Set of tasks.
**A.** For each statement below, decide whether it agrees with the endothelial MRI text. Answer yes or no and quote the words of the text that decide it.
(i) In the work by McAteer et al., VCAM-1–MPIO also bound to unstimulated cells.
(ii) Cells activated by a higher concentration of TNF-α appeared darker in the MRI.
(iii) Reynolds et al. imaged E-selectin with an antibody conjugated to ultrasmall superparamagnetic iron oxide.
**B.** Please answer these questions from the endothelial MRI text, one line each:
(i) What was bound to the biotinylated anti-P-selectin and anti-VCAM-1 antibodies?
(ii) In the MRI of cell phantoms reported by McAteer et al., what did the punctate dark signal areas represent?
(iii) According to the opening paragraph, what opportunity does identifying the group with unstable plaque disease afford?
**C.** Write the next part of the endothelial MRI text, starting after its last sentence.

Text section.
The strict temporal regulation of these inducible endothelial adhesion molecules, their critical functions in atherosclerosis and their immediate accessibility via the circulation provide valuable targets for functional molecular imaging and targeted therapeutics. This potentially provides a new biologically based imaging modality beyond anatomy to identify the ‘at risk’ group with unstable plaque disease, affording the opportunity for early stroke preventive treatment.

In vitro studies-MRI of cells

Figure 5 shows that the activated cells stimulated by higher concentration of TNF-α produced greater signal void and appeared darker in the MRI. The S/N values were consistent with these observations of MRI of the cell phantoms. The higher concentration of TNF-α used to activate the mAEC, the greater level of P-selectin and VCAM-1 expression on these cells. Therefore, greater amount of streptavidin microbeads were bound to the biotinylated anti-P-selectin and anti-VCAM-1 antibodies. Hence, greater signal loss was detected by MRI and lower S/N in mAEC activated by higher concentration of TNF-α. Therefore, we have successfully demonstrated an in vitro model to detect and characterise inflammation of endothelial cells by immunocytochemistry and MRI.

Similar in vitro studies with MRI of cell phantoms have been reported previously by McAteer et al. [4]. VCAM-1 conjugated microparticles of iron-oxide (MPIO) bound to TNF-α stimulated endothelial cells, but did not bind to unstimulated cells. The number of cell-bound VCAM–MPIO increased with increasing dose of TNF-α. MRI of cell phantoms showed punctate dark signal areas (hypointensity) representing VCAM-1–MPIO binding to cells, which increased with higher dose of TNF-α. Reynolds et al. demonstrated that E-selectin expression on activated vascular endothelium could be selectively and directly imaged non-invasively with in vivo MR by using anti-E-selectin antibody conjugated ultrasmall superparamagnetic iron oxide (USPIO) [15].

Data provided.
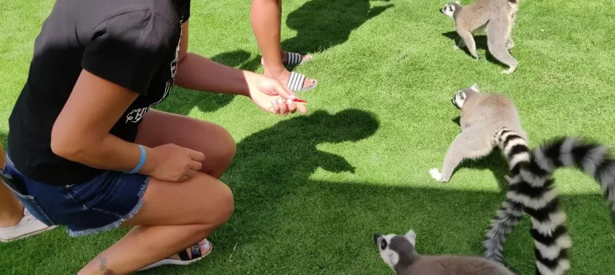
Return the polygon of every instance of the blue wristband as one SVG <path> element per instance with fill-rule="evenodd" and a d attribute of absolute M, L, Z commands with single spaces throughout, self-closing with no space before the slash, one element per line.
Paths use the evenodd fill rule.
<path fill-rule="evenodd" d="M 143 167 L 143 164 L 145 163 L 145 148 L 143 147 L 143 145 L 139 144 L 139 148 L 141 149 L 141 159 L 139 160 L 139 164 L 137 164 L 136 167 L 134 169 L 132 169 L 130 172 L 127 172 L 129 174 L 134 174 L 141 170 L 141 168 Z"/>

Responses to the tasks.
**A.**
(i) No: "but did not bind to unstimulated cells"
(ii) Yes: "appeared darker in the MRI"
(iii) Yes: "anti-E-selectin antibody conjugated ultrasmall superparamagnetic iron oxide (USPIO)"

**B.**
(i) Streptavidin microbeads.
(ii) VCAM-1–MPIO binding to cells.
(iii) The opportunity for early stroke preventive treatment.

**C.**
Present challenges for in vivo molecular MRI

The present challenge for in vivo molecular imaging is to deliver an effective contrast agent in sufficient quantity to the arterial wall in vivo. For a contrast agent to be effective, it must provide high sensitivity and relaxivity for detection by MRI. It also needs to be stable under physiological conditions. In addition, it has to be membrane permeable, non-cytotoxic, functionalisable and highly specific. There is a rapid growth in the use of iron-oxide particles for detecting vascular inflammation in vivo with MRI [15, 3335]. Tang et al. [33] and Kawahara et al. [34] utilised the non-specific uptake of USPIO and SPIO by macrophages to identify plaque inflammation in humans. It has been speculated that this contrast medium is phagocytosed by macrophages and accumulates in the atherosclerotic lesions. This was an indirect method to visualise the plaque by macrophage infiltration. A relatively high dose of the agent is necessary to obtain good contrast effect and accumulation takes up to 24 h. In contrast, our study is a pilot qualitative study where MRI with antibody-conjugated SPIO is used to assess the specific molecular events of vascular inflammation. Thus far, we have successfully developed an in vitro model to detect and characterise inflammation on the endothelial cells by both immunocytochemistry and MRI.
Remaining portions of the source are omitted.